JENNIFER LIBERTOAfter a beating leaves him unable to work for a year and a half, Marty Ogden is looking to rebuild the popular restaurants.
Marty Ogden is back.
The owner of Nellie's Restaurant and Nellie's Too favors his left leg when he limps around the restaurant trying to reconnect with customers, some of whom he hasn't seen in nearly a year and a half.
Ogden says he has a lot to celebrate this Thanksgiving: He's alive. He's walking. And he hasn't lost the restaurants.
"It's been a really rough year," Ogden says with a sigh.
Nellie's Restaurant has been open about 16 years and has grown into somewhat of a Hernando County institution, catty-corner from Weeki Wachee Springs. Ogden bought the original Nellie's four years ago. After three years of stellar sales, Ogden opened Nellie's Too, on Mariner Boulevard.
The June 2002 opening of Nellie's Too coincided with the turn of Ogden's luck.
Ogden had fired two dishwashers July 11, 2002, for throwing away $1,000 worth of pots, pans, silverware and china that had been deemed too dirty to wash, Ogden said.
One dishwasher was Christopher Ray Bowden, who had been arrested earlier in the year on charges of grand theft and burglary in Citrus County and on a battery charge in Hernando County, according to court records.
Bowden, who was 18 at the time, was hanging around the parking lot the evening of his dismissal, according to the Hernando County Sheriff's Office records. Ogden asked him to leave. The two then started yelling at each other, witnesses told the sheriff's office.
Ogden says that Bowden threatened to beat him up.
"If you want to beat me up, get out of the car and do so," Ogden told Bowden, according to the police report.
Bowden threw the first punch, and the two fought for several minutes before restaurant employees tore them apart, the police reports stated. Bowden walked away mostly uninjured, and Ogden ended up leaving the Nellie's parking lot on a backboard in an ambulance en route to Oak Hill Hospital.
Both of Ogden's knees had been kicked out and would later be reconstructed. He also had a fractured pelvis and femur and a completely severed pectoral muscle in his right shoulder.
"I got my tail kicked," Ogden says. "My knees were the size of basketballs."
Bowden is on probation for the charge of aggravated battery with great bodily harm for the next nine years, according to court records. Bowden was unavailable for comment Thursday.
After months of rehabilitation and surgery to his knees, Ogden is just getting back to running his restaurants from the workplace instead of out of his home. He considered Monday his first full day back free of knee braces or crutches.

Dataset excerpt:
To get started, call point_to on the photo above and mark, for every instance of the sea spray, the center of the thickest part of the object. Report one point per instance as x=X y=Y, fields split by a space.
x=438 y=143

Required work: Pick up the article about Marty Ogden and the Nellie's restaurants right after its final sentence and write the next part. These data play no part in what follows.

Exercise output:
"I really want the community to know I wasn't killed, I didn't sell the business," said Ogden, a youthful blond of 42 years who has put on a few pounds over the year due to his lack of mobility. "There's a reason I've been gone."
But Ogden's troubles didn't stop there.
Opening Nellie's Too had sent Ogden spinning into dire financial straits. His partner in Nellie's Too had backed out of the new restaurant at the last minute, he said.
Ogden sought financial help from his uncle C.P. Damon in Denver, who became a silent partner in Nellie's Too to the tune of nearly $100,000.
Pinched by the new restaurant, Ogden's finances were tight, and he had trouble making a $45,000 balloon payment to Nellie's former owners and teetered toward bankruptcy, until his uncle made another investment into the companies.
Over the year, Ogden lost customers to the barrage of new chain restaurants that have opened throughout Spring Hill including Johnny Carino's, IHOP and Ruby Tuesday.
He also lost some solid employees, although Ogden added he's thankful for the ones that stayed with him. He employs 60 people.
But Ogden's worst fear is that he's lost customers who stopped coming because they were used to seeing him at the restaurants all the time.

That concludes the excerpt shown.